_Directives_.
1. Answer these questions using the passage on farming organizations:
(a) In which two countries does The Red Soil Project have offices?
(b) Where is the Rodale Institute located?
(c) With what kind of organizations does The Red Soil Project partner to reach rural farmers?
2. Continue the passage on farming organizations from its last sentence.

_Page extract_.
The Red Soil Project—This project, with offices in Uganda and Canada, teaches the building blocks of sustainable agriculture to African farmers to improve productivity and create self-sufficient communities which can be sustainable without the help of aid. To reach rural farmers, The Red Soil Project partners with local community organizations and utilizes their existing community networks to deliver hands-on workshops in soil building, integrated pest management, rocket stoves, agroforestry, and animal husbandry.
Rodale Institute—The Rodale Institute, located in Pennsylvania, conducts independent agricultural research in the field with the objective of giving farmers the knowledge and tools to improve soil health, yields, and crop quality while simplifying farm management. By helping to build healthy soils through organic practices, the Rodale Institute wants to ensure that people feel confident that they are feeding their families food that is good for them and the world around them.

[Object position labeling entries]
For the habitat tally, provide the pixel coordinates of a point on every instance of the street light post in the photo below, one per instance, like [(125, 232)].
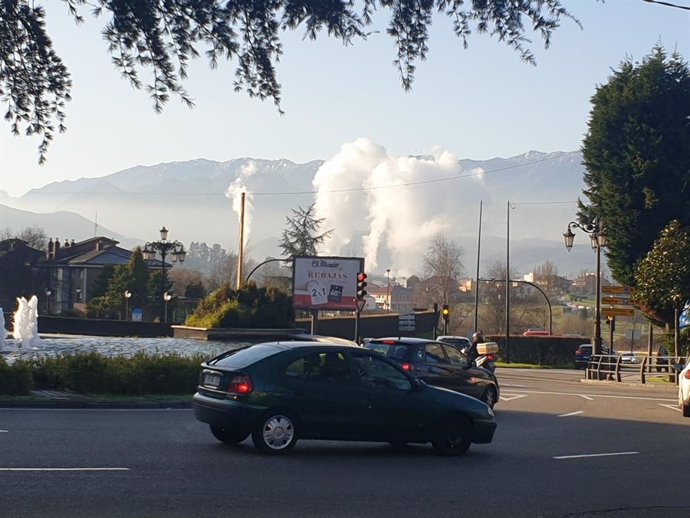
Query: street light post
[(48, 293), (173, 248), (388, 290), (127, 295), (166, 298), (598, 241)]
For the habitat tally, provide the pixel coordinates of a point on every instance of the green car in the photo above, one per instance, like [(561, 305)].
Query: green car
[(280, 392)]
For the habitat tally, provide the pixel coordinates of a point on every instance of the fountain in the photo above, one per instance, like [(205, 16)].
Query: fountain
[(25, 330)]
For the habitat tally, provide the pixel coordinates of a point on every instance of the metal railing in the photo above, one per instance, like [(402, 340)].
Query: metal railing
[(611, 368)]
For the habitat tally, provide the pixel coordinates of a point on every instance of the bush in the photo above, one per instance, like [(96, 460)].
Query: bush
[(248, 307), (91, 373), (15, 379)]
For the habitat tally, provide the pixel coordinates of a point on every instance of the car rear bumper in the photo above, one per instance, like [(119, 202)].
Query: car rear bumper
[(484, 430), (226, 412)]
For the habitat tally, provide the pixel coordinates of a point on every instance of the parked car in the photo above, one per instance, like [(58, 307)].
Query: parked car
[(631, 357), (460, 341), (279, 392), (584, 353), (684, 390), (439, 364)]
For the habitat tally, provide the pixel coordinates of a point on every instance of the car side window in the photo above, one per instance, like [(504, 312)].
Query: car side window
[(323, 366), (434, 353), (376, 372), (456, 357)]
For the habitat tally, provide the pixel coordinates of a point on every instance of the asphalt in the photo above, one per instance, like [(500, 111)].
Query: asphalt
[(62, 399)]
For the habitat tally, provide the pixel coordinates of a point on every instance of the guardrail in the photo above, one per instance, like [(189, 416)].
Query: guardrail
[(611, 368)]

_Answers for the exercise_.
1.
(a) Uganda and Canada
(b) Pennsylvania
(c) Local community organizations

2.
Society for Ecological Restoration (SER)—Comprised of ecosystem activists around the world, SER is a nonprofit organization focused on promoting and advancing the sciences and practices of ecological restoration. It aims to address desertification, land and water degradation, and associated loss of sustainable livelihoods. SER also has its own scientific and technical peer-reviewed journal titled “Restoration Ecology.”
Soil Association—Based in the United Kingdom, Soil Association campaigns for healthy, humane, and sustainable food, farming, and land use. The organization works in schools through the Food for Life Partnership to improve health outcomes for children. Additionally, through the Soil Association Certification, the U.K.’s largest organic certification body, Soil Association creates and develops consumer trust and knowledge about organic food.
Soil Conservation Service of Iceland (SCSI)—SCSI is a governmental agency founded in 1907 that operates under the Ministry for the Environment in Iceland. Recognizing that soil degradation is the largest environmental problem in Iceland, SCSI is dedicated to working both on the large-scale, policymaking level, as well as on the small-scale level with reclamation projects. SCSI also is part of the United Nations University’s Land Restoration Training Programme.
Soil Science Society of America (SSSA)—Founded in 1936 and based in Madison, Wisconsin, SSSA is made up of thousands of members and certified professionals who are dedicated to advancing the soil science field. SSSA provides information about soil topics such as ecosystem sustainability, waste management, and wise land use. The Society is also part of the Alliance of Crop, Soil, and Environmental Science Societies.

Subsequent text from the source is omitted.